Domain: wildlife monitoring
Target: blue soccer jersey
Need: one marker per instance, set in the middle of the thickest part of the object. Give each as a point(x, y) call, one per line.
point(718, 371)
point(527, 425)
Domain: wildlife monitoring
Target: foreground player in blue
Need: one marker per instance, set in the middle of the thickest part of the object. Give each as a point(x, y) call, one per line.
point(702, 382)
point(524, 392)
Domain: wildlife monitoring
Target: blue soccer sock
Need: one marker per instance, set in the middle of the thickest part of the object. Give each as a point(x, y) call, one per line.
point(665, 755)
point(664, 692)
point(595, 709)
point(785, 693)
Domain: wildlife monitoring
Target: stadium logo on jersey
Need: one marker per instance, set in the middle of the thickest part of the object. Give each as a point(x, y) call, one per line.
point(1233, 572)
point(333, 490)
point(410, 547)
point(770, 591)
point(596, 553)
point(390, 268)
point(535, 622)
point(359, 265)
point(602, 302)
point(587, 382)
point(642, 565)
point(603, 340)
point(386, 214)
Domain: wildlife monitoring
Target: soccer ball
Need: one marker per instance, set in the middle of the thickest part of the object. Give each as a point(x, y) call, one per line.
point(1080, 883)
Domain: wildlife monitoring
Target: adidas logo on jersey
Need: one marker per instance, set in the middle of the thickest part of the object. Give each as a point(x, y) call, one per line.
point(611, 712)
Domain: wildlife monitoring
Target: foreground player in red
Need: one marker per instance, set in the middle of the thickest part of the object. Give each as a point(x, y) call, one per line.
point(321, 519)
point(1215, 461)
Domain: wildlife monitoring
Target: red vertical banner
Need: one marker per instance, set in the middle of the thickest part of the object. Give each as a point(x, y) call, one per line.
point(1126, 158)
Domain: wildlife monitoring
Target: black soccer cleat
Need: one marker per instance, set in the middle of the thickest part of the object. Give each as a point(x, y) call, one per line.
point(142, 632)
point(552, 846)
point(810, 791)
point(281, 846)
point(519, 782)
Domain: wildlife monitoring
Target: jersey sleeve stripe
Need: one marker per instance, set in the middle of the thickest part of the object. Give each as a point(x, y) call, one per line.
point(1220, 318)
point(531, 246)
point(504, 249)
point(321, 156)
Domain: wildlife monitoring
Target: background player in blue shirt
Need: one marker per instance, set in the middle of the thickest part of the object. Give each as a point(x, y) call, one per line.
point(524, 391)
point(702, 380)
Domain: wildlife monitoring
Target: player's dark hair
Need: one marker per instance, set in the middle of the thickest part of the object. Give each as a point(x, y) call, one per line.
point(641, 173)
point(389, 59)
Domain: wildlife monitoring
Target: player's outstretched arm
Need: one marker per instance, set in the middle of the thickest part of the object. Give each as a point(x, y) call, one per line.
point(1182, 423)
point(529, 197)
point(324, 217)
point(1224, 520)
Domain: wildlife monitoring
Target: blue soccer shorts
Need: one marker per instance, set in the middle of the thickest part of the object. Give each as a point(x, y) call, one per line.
==*==
WHAT THE TASK REQUIRES: Print every record above again, line by line, with no character changed.

IN RESPONSE:
Domain: wildlife monitoring
Target: blue soccer jersey
Need: one marker per instance, set in the middle of the thickest part of the object. Give each as a point(x, y) call, one per line.
point(718, 371)
point(527, 425)
Domain: wildlife monitoring
Target: foreground player in blue
Need: one marker per instance, set in the middle of the thickest part of the object. Give each as a point(x, y) call, one per line.
point(702, 382)
point(524, 392)
Domain: wildlife monitoring
Target: blue soccer sock
Need: one marker per instance, set in the middle of the thickest part of the object. Give each as a point(x, y) call, one per line.
point(665, 755)
point(664, 692)
point(595, 709)
point(785, 693)
Domain: wildlife monitoring
Target: stadium logo on jersey
Need: one marker per instance, set in the middle of the thickest part of the object. Give each as a point(x, y) call, one per line.
point(1233, 572)
point(333, 490)
point(410, 547)
point(770, 591)
point(596, 553)
point(390, 268)
point(535, 622)
point(359, 265)
point(602, 302)
point(587, 382)
point(642, 565)
point(603, 340)
point(386, 214)
Domain: wildlife monitoring
Target: soccer ball
Need: one marker per instance, set in the middle of the thickest part of the object. Give each as a point(x, y) call, one per line.
point(1080, 883)
Domain: wildlife monitoring
Target: adidas logo on jersey
Need: one marker per instance, set in the middle of the thickest part of the object. Give each as a point(x, y) call, one per line.
point(611, 712)
Domain: wildlife monitoring
Target: foreground player in red
Need: one marker per instance, set in the middle of the thickest part of the object. Give each as a point(x, y) call, one per line.
point(321, 519)
point(1215, 461)
Domain: wildlife monitoring
Target: red vertical banner
Need: one marker per instance, set in the middle of the thickest part of the object. Give each as a point(x, y) call, one per line.
point(1126, 158)
Domain: wildlife monitoring
Target: black soccer cleat
Need: one marker per instance, set in the middle of the thickest part of the object. Give each as a point(x, y) call, one per line.
point(142, 632)
point(552, 846)
point(810, 791)
point(281, 846)
point(519, 782)
Domain: wildlife monitoring
Target: jersey sleeve stripe
Need: one marker per instance, set in the middle of the thickest part of the object. Give each as a point(x, y) call, one per line.
point(1220, 318)
point(531, 246)
point(504, 249)
point(321, 156)
Domain: wildlife monitoring
Target: background player in blue shirt
Need: one marker per instance, set in the middle of the thickest part of the object. Give each as a point(x, y) call, one per line.
point(524, 391)
point(702, 380)
Domain: wildlife monitoring
Target: player's dark hair
Need: one marker per instance, set in the middle of the thickest part of the object. Give each as a point(x, y) call, one per line.
point(641, 173)
point(389, 59)
Domain: wildlife monitoring
Target: player's outstretched arm
Need: one marker per instance, set in the middle of the thickest part of the object. Give each as a point(x, y) call, one per line.
point(1182, 423)
point(529, 197)
point(324, 217)
point(1224, 520)
Domain: wildlife monitoring
Target: blue soccer shorts
Need: one marker per instance, set in the middle of the thickest part of the object. Give each as a point(x, y) call, one per line.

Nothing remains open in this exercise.